**Supplied text:**
··········

Do you have a plan for how to respond when ICE shows up at the farm or processing facility?  

Brandon Davis says that by the time Immigration and Customs Enforcement officers have conducted an investigation of a farm or food processing plant or sugarcane mill and have decided to stage a raid, the government has about $200,000 invested in the action.

Davis, who represents farmers and ag-related commercial entities on immigration issues, says that’s one reason his firm, Phelps Dunbar LLP in New Orleans, ensures its clients have a plan for how to respond when ICE shows up at the farm or processing facility.

“What happens if the feds show up wanting to enforce a warrant at your place,” said Davis, a speaker at the Mid-South Agricultural and Environmental Law Conference in Memphis. “Who’s on your response team? Who’s supposed to be there to answer the door for the FBI or the U.S. marshals or whoever it is?

“It’s not really so much getting everything right as it is thinking through these issues that take place in the dead of night. Lawyers have to understand the situation, we have to know our magistrates, and we have to have an understanding of what the criminal piece is.”

Davis says he’s still not sure why he had the presence of mind to ask to see the warrant when he arrived at his client’s manufacturing facility at 5 a.m. after federal agents showed up and began rounding up workers and demanding to see the clients files and unplugging and taking their computers.

“These are big federal guys, and I’m a 27- or 28-year-old lawyer,” he said, imitating a squeaky small voice. “Uh, can I see the warrant please?”

After reading the warrant, Davis said he realized the warrant did not cover the computers that agents were attempting to remove from the office.

“I don’t think you can take those computers, put them down,” he said in a firmer voice. “‘What are you talking about?’” came the response. “It’s not in the warrant,” Davis replied.

“It’s a matter of knowing your rights,” he said. “Make your clients aware that they can say ‘Well, hold on, this is John Henry Thibodaux’s place. This is our property. He has a right to know what you’re doing here. It’s knowing how to deal with something in real-time that can be very scary.”

By the time an agency stages such a raid “they have a couple of hundred thousand dollars in the investigation,” he said. “Various agencies are heavily invested in getting the win. It’s not like it’s going anywhere.”

··········

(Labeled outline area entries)

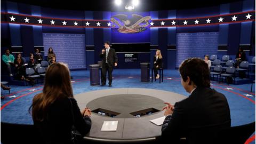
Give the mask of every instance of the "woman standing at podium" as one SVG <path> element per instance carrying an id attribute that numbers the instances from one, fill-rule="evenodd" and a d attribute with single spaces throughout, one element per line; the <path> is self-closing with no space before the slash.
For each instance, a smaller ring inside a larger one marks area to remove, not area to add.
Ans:
<path id="1" fill-rule="evenodd" d="M 157 50 L 156 55 L 154 56 L 154 73 L 156 79 L 158 79 L 160 76 L 158 75 L 158 70 L 161 68 L 163 68 L 163 57 L 161 51 Z"/>

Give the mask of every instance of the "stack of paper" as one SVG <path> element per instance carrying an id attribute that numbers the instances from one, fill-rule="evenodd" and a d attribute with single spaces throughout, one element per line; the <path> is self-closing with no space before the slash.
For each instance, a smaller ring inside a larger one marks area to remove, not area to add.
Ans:
<path id="1" fill-rule="evenodd" d="M 165 118 L 165 116 L 163 116 L 159 118 L 152 119 L 150 122 L 153 123 L 153 124 L 156 124 L 156 125 L 159 126 L 163 124 L 163 123 L 164 122 Z"/>

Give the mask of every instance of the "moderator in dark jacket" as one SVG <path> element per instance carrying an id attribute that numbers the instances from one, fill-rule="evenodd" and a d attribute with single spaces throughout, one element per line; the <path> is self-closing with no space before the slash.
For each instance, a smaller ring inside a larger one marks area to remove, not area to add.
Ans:
<path id="1" fill-rule="evenodd" d="M 175 103 L 172 115 L 166 116 L 163 124 L 162 135 L 173 143 L 181 137 L 186 137 L 188 143 L 213 143 L 218 140 L 218 132 L 230 125 L 225 96 L 209 87 L 197 87 Z"/>
<path id="2" fill-rule="evenodd" d="M 76 100 L 73 98 L 57 100 L 48 111 L 47 119 L 43 122 L 34 121 L 45 143 L 72 143 L 71 132 L 73 125 L 82 135 L 87 134 L 91 129 L 90 118 L 87 116 L 83 117 Z"/>
<path id="3" fill-rule="evenodd" d="M 105 49 L 105 52 L 104 54 L 102 53 L 100 53 L 100 57 L 102 59 L 102 67 L 105 67 L 106 63 L 106 55 L 107 53 L 107 51 Z M 108 54 L 108 65 L 109 68 L 113 68 L 114 67 L 115 63 L 118 62 L 117 55 L 116 55 L 116 51 L 115 49 L 112 48 L 109 48 L 109 51 Z"/>
<path id="4" fill-rule="evenodd" d="M 156 63 L 155 63 L 155 61 L 156 61 Z M 163 67 L 163 59 L 159 59 L 158 58 L 157 60 L 156 60 L 156 56 L 154 56 L 154 65 L 156 66 L 158 66 L 158 68 L 162 68 Z"/>
<path id="5" fill-rule="evenodd" d="M 239 52 L 236 54 L 236 59 L 237 58 L 241 58 L 241 61 L 245 61 L 246 59 L 246 55 L 245 55 L 245 53 L 244 52 L 242 52 L 241 53 L 241 56 L 239 57 Z"/>

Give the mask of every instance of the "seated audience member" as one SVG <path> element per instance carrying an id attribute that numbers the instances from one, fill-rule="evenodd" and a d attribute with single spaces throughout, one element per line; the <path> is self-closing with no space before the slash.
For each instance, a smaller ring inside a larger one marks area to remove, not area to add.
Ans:
<path id="1" fill-rule="evenodd" d="M 14 60 L 14 66 L 18 79 L 24 79 L 24 76 L 26 75 L 26 67 L 23 65 L 24 64 L 24 61 L 21 58 L 21 54 L 17 53 L 16 59 Z"/>
<path id="2" fill-rule="evenodd" d="M 48 68 L 43 92 L 33 99 L 32 117 L 44 143 L 74 143 L 71 130 L 74 126 L 82 135 L 91 129 L 91 112 L 82 111 L 74 98 L 67 66 L 57 62 Z"/>
<path id="3" fill-rule="evenodd" d="M 43 60 L 43 55 L 40 53 L 40 50 L 38 48 L 36 49 L 34 57 L 36 60 L 36 63 L 41 63 L 41 61 Z"/>
<path id="4" fill-rule="evenodd" d="M 34 69 L 36 69 L 38 67 L 41 66 L 41 64 L 36 63 L 36 61 L 34 59 L 34 54 L 33 53 L 30 53 L 29 54 L 29 60 L 28 62 L 28 68 L 32 68 Z"/>
<path id="5" fill-rule="evenodd" d="M 56 59 L 56 55 L 55 55 L 54 52 L 53 52 L 53 49 L 52 47 L 50 47 L 48 50 L 48 55 L 47 57 L 47 61 L 50 62 L 52 60 L 52 58 L 54 57 Z"/>
<path id="6" fill-rule="evenodd" d="M 243 61 L 245 61 L 246 59 L 246 55 L 245 53 L 244 52 L 244 49 L 240 47 L 239 47 L 238 52 L 236 55 L 236 68 L 239 68 L 239 65 Z"/>
<path id="7" fill-rule="evenodd" d="M 54 63 L 56 62 L 56 58 L 54 56 L 52 57 L 52 59 L 50 61 L 50 64 Z"/>
<path id="8" fill-rule="evenodd" d="M 2 59 L 7 66 L 10 76 L 12 76 L 11 66 L 14 65 L 14 57 L 10 53 L 9 49 L 5 50 L 5 53 L 3 55 Z"/>
<path id="9" fill-rule="evenodd" d="M 212 62 L 209 60 L 209 55 L 204 55 L 204 61 L 208 65 L 208 68 L 210 69 L 212 65 Z"/>
<path id="10" fill-rule="evenodd" d="M 158 79 L 158 69 L 162 68 L 163 66 L 163 57 L 162 57 L 161 51 L 157 50 L 156 52 L 156 55 L 154 56 L 154 73 L 156 79 Z"/>
<path id="11" fill-rule="evenodd" d="M 181 65 L 181 84 L 190 93 L 174 106 L 165 103 L 166 116 L 162 136 L 177 143 L 219 143 L 218 132 L 230 127 L 229 107 L 225 96 L 211 89 L 207 65 L 199 58 L 189 58 Z"/>

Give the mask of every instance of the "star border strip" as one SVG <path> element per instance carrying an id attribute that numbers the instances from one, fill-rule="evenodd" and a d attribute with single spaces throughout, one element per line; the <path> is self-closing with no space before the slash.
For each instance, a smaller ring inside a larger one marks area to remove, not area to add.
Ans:
<path id="1" fill-rule="evenodd" d="M 218 15 L 168 19 L 153 19 L 150 27 L 191 27 L 211 26 L 255 21 L 255 11 Z"/>
<path id="2" fill-rule="evenodd" d="M 150 27 L 211 26 L 255 21 L 255 11 L 218 15 L 167 19 L 153 19 Z M 72 28 L 111 28 L 109 20 L 60 19 L 1 12 L 1 22 Z"/>

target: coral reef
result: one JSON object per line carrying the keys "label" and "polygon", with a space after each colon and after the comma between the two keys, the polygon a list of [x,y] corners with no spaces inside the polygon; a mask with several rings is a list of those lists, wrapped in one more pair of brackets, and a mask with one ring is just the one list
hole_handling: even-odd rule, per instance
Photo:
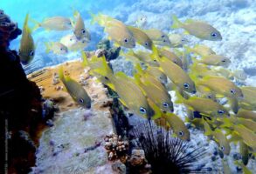
{"label": "coral reef", "polygon": [[5,166],[10,172],[27,173],[35,164],[37,128],[43,123],[41,95],[36,84],[26,78],[17,52],[8,48],[21,30],[3,10],[0,23],[1,142],[5,142],[1,144],[8,145],[1,151],[8,155]]}
{"label": "coral reef", "polygon": [[122,141],[121,136],[115,134],[107,135],[104,138],[105,149],[107,153],[108,160],[120,159],[126,163],[128,159],[128,142]]}
{"label": "coral reef", "polygon": [[142,149],[153,173],[205,173],[211,168],[196,165],[205,155],[204,147],[193,147],[153,122],[142,122],[133,129],[135,145]]}

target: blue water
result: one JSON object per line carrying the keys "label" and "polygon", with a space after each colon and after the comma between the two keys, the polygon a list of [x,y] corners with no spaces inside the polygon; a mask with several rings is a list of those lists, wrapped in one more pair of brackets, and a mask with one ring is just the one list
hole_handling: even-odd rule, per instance
{"label": "blue water", "polygon": [[[233,22],[234,20],[238,20],[238,23],[244,20],[243,17],[239,20],[237,19],[238,17],[232,16],[239,13],[239,10],[243,9],[255,9],[255,5],[253,3],[253,1],[254,0],[0,0],[0,9],[3,9],[13,21],[16,21],[20,29],[22,29],[24,19],[27,13],[30,14],[32,19],[40,22],[45,17],[54,16],[73,17],[73,10],[77,10],[83,17],[86,27],[89,30],[92,36],[92,41],[85,50],[93,50],[96,49],[97,43],[102,39],[102,37],[106,37],[106,34],[103,32],[103,29],[99,25],[91,25],[91,17],[88,11],[95,14],[102,12],[130,25],[135,25],[135,22],[140,15],[146,15],[149,19],[148,28],[156,28],[167,33],[170,31],[172,32],[170,28],[172,23],[172,14],[176,14],[179,18],[182,17],[183,19],[198,18],[213,24],[222,33],[228,32],[226,36],[224,36],[223,40],[225,41],[230,39],[229,37],[233,35],[231,34],[233,32],[233,30],[232,30],[227,24],[229,24],[230,22],[235,23]],[[238,15],[238,17],[240,16]],[[34,23],[30,23],[31,27],[33,24]],[[239,24],[246,26],[245,23]],[[250,25],[247,24],[247,26],[250,28]],[[47,66],[77,58],[80,54],[76,52],[72,52],[72,54],[66,56],[45,53],[45,42],[58,42],[62,37],[71,33],[72,30],[48,32],[42,29],[33,32],[32,36],[37,44],[34,60],[39,59],[42,62],[40,65]],[[235,34],[239,36],[239,33]],[[191,39],[190,43],[194,42],[194,37],[190,37],[189,39]],[[18,50],[19,41],[20,37],[11,42],[10,48]],[[196,40],[196,42],[197,42],[197,40]],[[217,45],[217,47],[219,48],[219,43],[218,44],[218,45],[212,44],[211,42],[204,43],[209,43],[210,46]],[[223,42],[220,44],[222,44],[222,43]],[[221,51],[226,52],[225,50]]]}
{"label": "blue water", "polygon": [[[61,16],[73,17],[73,10],[79,10],[85,20],[86,29],[90,30],[92,36],[92,42],[90,42],[86,48],[86,50],[95,50],[97,43],[102,38],[104,34],[102,33],[103,30],[99,28],[99,26],[97,28],[97,26],[90,25],[91,17],[88,12],[103,12],[107,14],[113,11],[113,10],[118,5],[128,6],[133,1],[127,1],[121,3],[119,0],[97,0],[97,3],[93,0],[1,0],[0,9],[3,10],[5,14],[8,14],[11,20],[17,22],[20,29],[22,29],[24,17],[27,13],[30,14],[31,18],[41,22],[44,18],[49,17]],[[33,23],[30,23],[31,28],[33,27]],[[67,56],[57,56],[52,53],[45,53],[45,42],[58,42],[62,37],[71,33],[72,30],[48,32],[43,29],[39,29],[32,33],[37,47],[34,60],[39,59],[41,61],[39,64],[40,67],[42,67],[42,64],[44,66],[52,65],[78,57],[75,52]],[[11,49],[18,50],[20,38],[21,37],[10,43]]]}

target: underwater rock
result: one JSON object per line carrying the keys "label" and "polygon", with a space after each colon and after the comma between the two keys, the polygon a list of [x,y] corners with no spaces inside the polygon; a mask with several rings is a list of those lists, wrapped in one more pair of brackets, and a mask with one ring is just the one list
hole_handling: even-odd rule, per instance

··········

**Things to do:**
1: Write out, word for word, the section of the article on ICE raids that starts with the words containing "Do you have" and ends with "or processing facility.".
2: According to the article on ICE raids, what is the name of Brandon Davis's law firm, and in which city is it based?

**Outputs for the tasks:**
1:
Do you have a plan for how to respond when ICE shows up at the farm or processing facility?  

Brandon Davis says that by the time Immigration and Customs Enforcement officers have conducted an investigation of a farm or food processing plant or sugarcane mill and have decided to stage a raid, the government has about $200,000 invested in the action.

Davis, who represents farmers and ag-related commercial entities on immigration issues, says that’s one reason his firm, Phelps Dunbar LLP in New Orleans, ensures its clients have a plan for how to respond when ICE shows up at the farm or processing facility.

2: Phelps Dunbar LLP, in New Orleans.